## Supplied passage
China's Chess Match - How the web has empowered the people
Columbia Journalism Review
By Howard French
http://www.cjr.org/feature/chinas_chess_match.php
[excerpt]
Early in 2003, like millions of other migrants of his generation, Sun
Zhigang, a young graphic designer, left central China, where he had
attended university, and headed for the country's booming industrial
Southeast. His quest: work, and with luck, fortune.
When he entered an Internet café one evening, shortly after his arrival in
Guangzhou, he was stopped by police who demanded to see his ID, which he
had left behind in his nearby apartment. It was a costly mistake. The
police had just launched a large-scale dragnet of illegal migrants, and as
was common at the time for people without papers, he was promptly hauled
off to detention.
Three days later, Sun Zhigang's family was informed of his death, which
the police claimed had been caused by a heart attack. But the Southern
Metropolis Daily, a local tabloid that was just establishing itself as a
powerful crusading force in the country's news landscape, would not let
the story end there. A few weeks later, it ran a two-page spread that put
a far more sinister spin on the incident. Citing a confidential autopsy
report, its bold headline read: UNIVERSITY GRADUATE, 27, SUDDENLY DIES
THREE DAYS AFTER DETENTION ON GUANGZHOU STREET.
Word of Sun's death spread rapidly, so rapidly that what ensued was
without precedent in China. Within two hours of the newspaper hitting the
street, thousands of people from around the country had posted angry
commentary on Sina.com, China's largest news portal. What would quickly
become known nationwide as the "Sun Zhigang case" had begun to go viral.

## Material supplied
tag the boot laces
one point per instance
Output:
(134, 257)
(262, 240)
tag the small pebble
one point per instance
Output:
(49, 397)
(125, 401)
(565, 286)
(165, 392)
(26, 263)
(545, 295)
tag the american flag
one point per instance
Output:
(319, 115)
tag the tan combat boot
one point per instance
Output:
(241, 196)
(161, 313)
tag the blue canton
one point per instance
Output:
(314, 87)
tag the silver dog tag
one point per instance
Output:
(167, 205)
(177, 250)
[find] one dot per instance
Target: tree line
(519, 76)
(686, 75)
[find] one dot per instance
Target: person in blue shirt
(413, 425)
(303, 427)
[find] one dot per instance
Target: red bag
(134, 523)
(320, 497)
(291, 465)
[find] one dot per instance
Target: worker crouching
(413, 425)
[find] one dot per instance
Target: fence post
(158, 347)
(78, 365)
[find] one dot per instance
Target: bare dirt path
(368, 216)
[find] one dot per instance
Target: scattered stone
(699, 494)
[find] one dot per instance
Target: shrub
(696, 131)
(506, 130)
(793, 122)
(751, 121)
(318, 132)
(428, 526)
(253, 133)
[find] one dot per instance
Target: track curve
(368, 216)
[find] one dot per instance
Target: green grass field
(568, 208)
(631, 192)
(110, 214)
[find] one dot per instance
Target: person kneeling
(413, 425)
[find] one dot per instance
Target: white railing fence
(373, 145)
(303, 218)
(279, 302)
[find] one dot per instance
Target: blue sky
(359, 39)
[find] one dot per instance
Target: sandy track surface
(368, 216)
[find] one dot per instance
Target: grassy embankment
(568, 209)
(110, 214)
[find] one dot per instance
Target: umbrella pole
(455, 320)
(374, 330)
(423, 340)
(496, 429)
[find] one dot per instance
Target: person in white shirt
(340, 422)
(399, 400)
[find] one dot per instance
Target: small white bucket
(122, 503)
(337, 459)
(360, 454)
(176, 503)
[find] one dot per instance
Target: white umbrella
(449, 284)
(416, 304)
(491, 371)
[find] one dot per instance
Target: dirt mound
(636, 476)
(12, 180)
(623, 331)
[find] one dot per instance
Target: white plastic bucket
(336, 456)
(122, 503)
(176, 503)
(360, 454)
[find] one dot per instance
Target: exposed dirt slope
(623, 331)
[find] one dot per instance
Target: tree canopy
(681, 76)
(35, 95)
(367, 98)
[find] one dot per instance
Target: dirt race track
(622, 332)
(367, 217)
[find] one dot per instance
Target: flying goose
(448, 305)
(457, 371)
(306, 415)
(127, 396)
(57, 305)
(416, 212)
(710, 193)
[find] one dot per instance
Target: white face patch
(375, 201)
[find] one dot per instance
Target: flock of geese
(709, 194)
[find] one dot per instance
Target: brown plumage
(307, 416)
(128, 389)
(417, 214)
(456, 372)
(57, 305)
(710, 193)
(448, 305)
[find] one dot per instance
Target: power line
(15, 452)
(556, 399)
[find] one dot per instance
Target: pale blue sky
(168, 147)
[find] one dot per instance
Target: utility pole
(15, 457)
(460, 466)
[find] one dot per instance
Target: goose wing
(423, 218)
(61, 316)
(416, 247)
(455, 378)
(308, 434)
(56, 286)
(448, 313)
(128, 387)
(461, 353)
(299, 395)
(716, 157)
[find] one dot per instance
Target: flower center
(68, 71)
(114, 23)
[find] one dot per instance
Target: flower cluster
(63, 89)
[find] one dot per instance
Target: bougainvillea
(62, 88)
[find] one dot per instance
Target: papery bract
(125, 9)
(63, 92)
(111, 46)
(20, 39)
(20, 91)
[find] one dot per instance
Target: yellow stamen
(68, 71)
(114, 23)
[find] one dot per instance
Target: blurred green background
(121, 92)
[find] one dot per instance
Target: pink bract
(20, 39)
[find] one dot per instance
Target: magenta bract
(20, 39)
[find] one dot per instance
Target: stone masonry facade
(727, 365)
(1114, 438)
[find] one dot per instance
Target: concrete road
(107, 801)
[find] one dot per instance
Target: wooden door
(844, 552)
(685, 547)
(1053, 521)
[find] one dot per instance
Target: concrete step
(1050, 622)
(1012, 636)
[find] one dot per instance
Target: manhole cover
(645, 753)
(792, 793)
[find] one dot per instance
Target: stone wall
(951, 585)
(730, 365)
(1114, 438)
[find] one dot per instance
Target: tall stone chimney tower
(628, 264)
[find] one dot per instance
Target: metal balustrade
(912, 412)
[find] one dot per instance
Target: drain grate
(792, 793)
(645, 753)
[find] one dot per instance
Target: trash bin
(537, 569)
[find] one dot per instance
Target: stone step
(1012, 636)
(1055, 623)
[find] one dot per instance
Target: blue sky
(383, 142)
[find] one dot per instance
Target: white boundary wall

## Your tasks
A) For each statement, answer yes or no according to the passage on the Sun Zhigang case, and quote the words of that passage that decide it. (i) Sun Zhigang had left his ID at his apartment when police stopped him. (ii) The police attributed his death to a heart attack. (iii) The Southern Metropolis Daily published its two-page spread the day after his family learned of his death.
B) Carry the passage on the Sun Zhigang case forward, starting after its last sentence.
The records have no connection to the passage on the Sun Zhigang case.

## Results in order
A)
(i) Yes: "which he had left behind in his nearby apartment"
(ii) Yes: "which the police claimed had been caused by a heart attack"
(iii) No: "A few weeks later, it ran a two-page spread"

B)
After its initial scoop, the Southern Metropolis Daily was banned from
reporting further on the incident, but old-fashioned censorship measures
like this would prove too little, too late. Online discussion of the case
was already mushrooming, and so was the scope of debate, which began with
calls for justice in one particular tragedy but quickly led to far broader
demands for legal reforms to put an end to the arbitrary detentions and
other abuses routinely suffered by hundreds of thousands of migrant
laborers.
In June, with the Sun Zhigang case still the talk of the Internet, Chinese
premier Wen Jiabao announced an end to regulations that police had used
for two decades to summarily detain paperless migrants in hundreds of
detention centers, which were maintained around the country solely for
this purpose.
Beijing has never acknowledged the public fury and Internet mobilization
around the Sun Zhigang case as the driver of this major reform, but for
most of China's Internet-savvy public, the connection was unmistakable.
Looking back, China's Internet era could well be said to have begun with
this case. Not literally, of course, since China had been online already
for several years. But the outcry over Sun Zhigang's death is widely seen
in China nonetheless as the opening act in the age of the "netizen."